Start Text excerpt
Are the stories all about the transformation into the fantasy form?
Some guys find the transformation process itself most engaging. Others are interested in envisioning people, or even societies, of guys who have metabods their whole lives.
What's multilimb? And what's a boytaur?
Multilimb describes guys with either extra arms, extra legs, or both. A boytaur describes a particular kind of multilimb: generally, a hot, muscular, randy young guy with four legs and at least two sets of genitals. The boytaur developed around the turn of the century as an outgrowth of centaur fantasy stories originally written by Josh Dugan. It turned out in these stories that, given how cumbersome a horse's body can be, it would be really cool to try human legs in place of the horse's legs, with a short or long human back in place of the horse's body. This became the humantaur. The boytaur is a sexed-up version of the humantaur, inspired in part by the teen musclegod drawings of Matt/HSMuscleBoy. Boytaurs had their own excellent web site, (defunct as of 2012, sadly), run by my friend and fellow author Spike. All the stories from that site are posted here at Metabods.
End Text excerpt
Start Material provided
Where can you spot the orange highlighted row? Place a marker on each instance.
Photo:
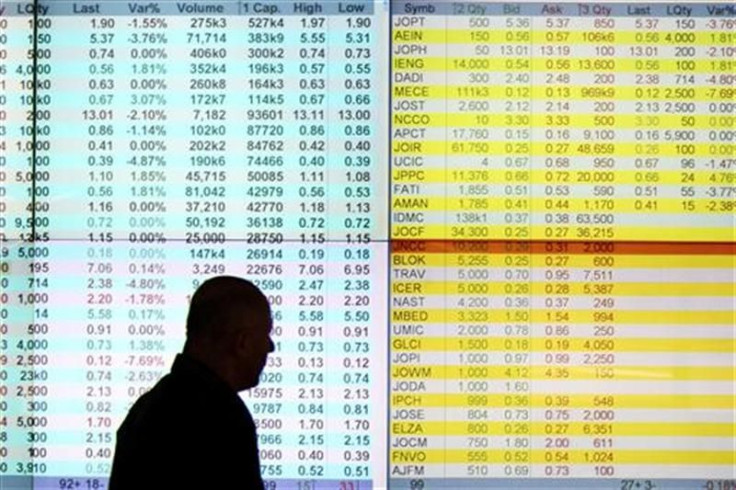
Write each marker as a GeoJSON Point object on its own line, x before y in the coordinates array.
{"type": "Point", "coordinates": [562, 247]}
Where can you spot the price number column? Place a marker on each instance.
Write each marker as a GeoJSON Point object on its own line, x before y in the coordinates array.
{"type": "Point", "coordinates": [16, 210]}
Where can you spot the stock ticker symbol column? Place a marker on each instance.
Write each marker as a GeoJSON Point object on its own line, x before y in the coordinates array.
{"type": "Point", "coordinates": [417, 121]}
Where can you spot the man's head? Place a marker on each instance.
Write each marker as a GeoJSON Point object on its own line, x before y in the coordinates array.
{"type": "Point", "coordinates": [228, 327]}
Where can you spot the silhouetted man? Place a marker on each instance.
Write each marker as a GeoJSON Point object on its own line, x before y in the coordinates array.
{"type": "Point", "coordinates": [192, 430]}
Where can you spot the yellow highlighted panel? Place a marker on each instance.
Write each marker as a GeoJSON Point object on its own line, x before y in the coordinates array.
{"type": "Point", "coordinates": [459, 428]}
{"type": "Point", "coordinates": [619, 456]}
{"type": "Point", "coordinates": [592, 344]}
{"type": "Point", "coordinates": [650, 373]}
{"type": "Point", "coordinates": [565, 400]}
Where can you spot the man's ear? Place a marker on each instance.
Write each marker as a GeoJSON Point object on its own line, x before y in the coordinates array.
{"type": "Point", "coordinates": [242, 343]}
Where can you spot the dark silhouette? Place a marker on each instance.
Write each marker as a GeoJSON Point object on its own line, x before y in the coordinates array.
{"type": "Point", "coordinates": [192, 430]}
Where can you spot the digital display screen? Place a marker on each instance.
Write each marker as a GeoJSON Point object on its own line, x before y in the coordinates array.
{"type": "Point", "coordinates": [497, 238]}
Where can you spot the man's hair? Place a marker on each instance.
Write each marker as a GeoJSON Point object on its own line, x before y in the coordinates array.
{"type": "Point", "coordinates": [219, 301]}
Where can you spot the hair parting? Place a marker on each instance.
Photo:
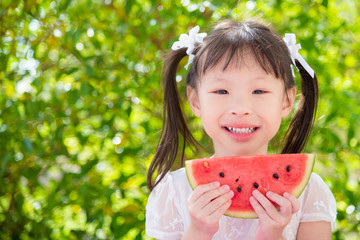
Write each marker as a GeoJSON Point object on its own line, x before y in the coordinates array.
{"type": "Point", "coordinates": [175, 131]}
{"type": "Point", "coordinates": [230, 42]}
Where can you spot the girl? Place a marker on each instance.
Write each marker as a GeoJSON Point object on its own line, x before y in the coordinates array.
{"type": "Point", "coordinates": [241, 85]}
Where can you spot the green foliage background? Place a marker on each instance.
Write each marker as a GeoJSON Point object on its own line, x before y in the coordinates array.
{"type": "Point", "coordinates": [80, 106]}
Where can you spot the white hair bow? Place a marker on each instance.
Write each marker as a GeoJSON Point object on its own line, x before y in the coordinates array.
{"type": "Point", "coordinates": [189, 42]}
{"type": "Point", "coordinates": [290, 40]}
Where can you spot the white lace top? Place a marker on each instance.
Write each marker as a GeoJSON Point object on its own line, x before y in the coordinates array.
{"type": "Point", "coordinates": [167, 215]}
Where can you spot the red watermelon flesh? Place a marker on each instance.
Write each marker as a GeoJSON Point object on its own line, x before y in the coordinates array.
{"type": "Point", "coordinates": [278, 173]}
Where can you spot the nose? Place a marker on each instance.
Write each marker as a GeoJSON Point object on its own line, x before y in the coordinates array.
{"type": "Point", "coordinates": [240, 105]}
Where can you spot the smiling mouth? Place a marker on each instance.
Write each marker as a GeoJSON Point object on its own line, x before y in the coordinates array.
{"type": "Point", "coordinates": [241, 130]}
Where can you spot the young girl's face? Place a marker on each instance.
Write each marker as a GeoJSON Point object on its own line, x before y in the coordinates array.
{"type": "Point", "coordinates": [241, 108]}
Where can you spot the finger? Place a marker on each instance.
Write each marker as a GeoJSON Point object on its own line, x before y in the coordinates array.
{"type": "Point", "coordinates": [217, 203]}
{"type": "Point", "coordinates": [201, 189]}
{"type": "Point", "coordinates": [260, 211]}
{"type": "Point", "coordinates": [266, 204]}
{"type": "Point", "coordinates": [221, 210]}
{"type": "Point", "coordinates": [210, 196]}
{"type": "Point", "coordinates": [294, 202]}
{"type": "Point", "coordinates": [284, 203]}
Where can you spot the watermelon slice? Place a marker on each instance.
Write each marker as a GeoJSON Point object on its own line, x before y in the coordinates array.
{"type": "Point", "coordinates": [278, 173]}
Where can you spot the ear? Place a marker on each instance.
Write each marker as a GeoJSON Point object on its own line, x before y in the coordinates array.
{"type": "Point", "coordinates": [193, 100]}
{"type": "Point", "coordinates": [288, 102]}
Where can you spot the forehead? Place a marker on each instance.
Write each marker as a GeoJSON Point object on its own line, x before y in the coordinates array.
End Material provided
■ Work to do:
#1 Answer these about the multilimb and boytaur excerpt, one a line:
(a) What does multilimb describe?
(b) Whose centaur fantasy stories did the boytaur grow out of?
(c) As of what year was the boytaur web site defunct?
#2 Please repeat everything in the multilimb and boytaur excerpt from "Multilimb describes guys" down to "here at Metabods.".
#3 Go on with the multilimb and boytaur excerpt from where it stops.

■ Answers given:
#1
(a) Guys with either extra arms, extra legs, or both.
(b) Josh Dugan's.
(c) 2012.

#2
Multilimb describes guys with either extra arms, extra legs, or both. A boytaur describes a particular kind of multilimb: generally, a hot, muscular, randy young guy with four legs and at least two sets of genitals. The boytaur developed around the turn of the century as an outgrowth of centaur fantasy stories originally written by Josh Dugan. It turned out in these stories that, given how cumbersome a horse's body can be, it would be really cool to try human legs in place of the horse's legs, with a short or long human back in place of the horse's body. This became the humantaur. The boytaur is a sexed-up version of the humantaur, inspired in part by the teen musclegod drawings of Matt/HSMuscleBoy. Boytaurs had their own excellent web site, (defunct as of 2012, sadly), run by my friend and fellow author Spike. All the stories from that site are posted here at Metabods.

#3
So how did Metabods start, anyway?
Funny story. Somewhere around 1996 I discovered Josh Dugan's multilimb stories on the net at Nifty, the comprehensive erotic story archive. I was entranced. It was like coming out all over again: I had always thought that I must be the only one who had fantasized about guys with extra arms (among other things). And here were these stories on the net for all the world to see! If there was another guy there had to be more. I was immediately inspired to write my first two multilimb stories ("Body Shop" and "Army Experiment"—still two of my personal favorites, as your firstborn often are <g>), which I submitted to Nifty. The Nifty Archivist duly posted my stories, but then sent me a note that suggested that perhaps one prolific author in this vein might be enough for his site. At first I was angry at being discouraged so soon after my revelation, but later I realized he was right in a way: The proportion of one writer to all the writers on Nifty is probably not dissimilar to the proportion of gay guys interested in multilimb stories in relation to the gay population. So, being a web developer, I started my own web site, sometime in 1997. Since then it's had several incarnations. But at root it's always been a story archive for "specialized" fantasies that are hard to find in generalist sites like Nifty. Originally there were very few such sites (and none featuring multilimbs); recently more have developed, as well as Yahoo groups and other forums.
Where did the word "metabods" come from?
My first site was on a UNIX server and I needed a site account name that was eight characters or less.
Brian Ramirez Kyle is a funny name. Is it real?
Um, the name is real, it exists in reality...
I guess I mean, is it your real name?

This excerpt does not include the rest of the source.